──────── Input for this task

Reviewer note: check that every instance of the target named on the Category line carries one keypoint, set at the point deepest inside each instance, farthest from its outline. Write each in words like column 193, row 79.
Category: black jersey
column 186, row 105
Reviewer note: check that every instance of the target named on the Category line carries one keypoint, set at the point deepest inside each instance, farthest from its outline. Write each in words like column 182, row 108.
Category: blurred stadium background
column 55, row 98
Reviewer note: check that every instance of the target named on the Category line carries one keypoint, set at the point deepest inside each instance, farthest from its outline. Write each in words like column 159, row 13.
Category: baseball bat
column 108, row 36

────────────────
──────── Input for this task

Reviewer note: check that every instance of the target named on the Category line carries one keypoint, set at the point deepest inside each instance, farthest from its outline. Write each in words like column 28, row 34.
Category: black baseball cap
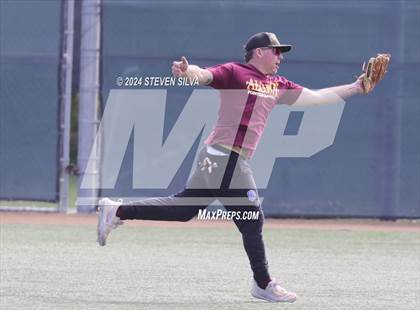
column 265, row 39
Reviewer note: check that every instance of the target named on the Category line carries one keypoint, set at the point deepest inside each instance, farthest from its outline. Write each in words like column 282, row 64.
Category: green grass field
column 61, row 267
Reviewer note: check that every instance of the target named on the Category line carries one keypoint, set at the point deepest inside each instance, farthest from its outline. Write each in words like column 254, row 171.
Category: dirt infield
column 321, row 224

────────────────
──────── Input for this task

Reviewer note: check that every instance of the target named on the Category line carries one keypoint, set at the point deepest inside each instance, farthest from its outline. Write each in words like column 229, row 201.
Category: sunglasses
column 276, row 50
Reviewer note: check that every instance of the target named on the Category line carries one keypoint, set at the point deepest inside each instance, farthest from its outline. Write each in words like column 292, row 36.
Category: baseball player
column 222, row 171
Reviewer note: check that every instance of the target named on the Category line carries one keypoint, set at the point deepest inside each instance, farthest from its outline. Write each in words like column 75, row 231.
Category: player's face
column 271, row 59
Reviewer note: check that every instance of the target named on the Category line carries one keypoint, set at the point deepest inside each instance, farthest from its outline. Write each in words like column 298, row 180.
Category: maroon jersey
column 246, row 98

────────────────

_Exercise instructions:_ Count the lines in the preceding entries that contain the string "words", and state only the resulting number.

_Result:_ 10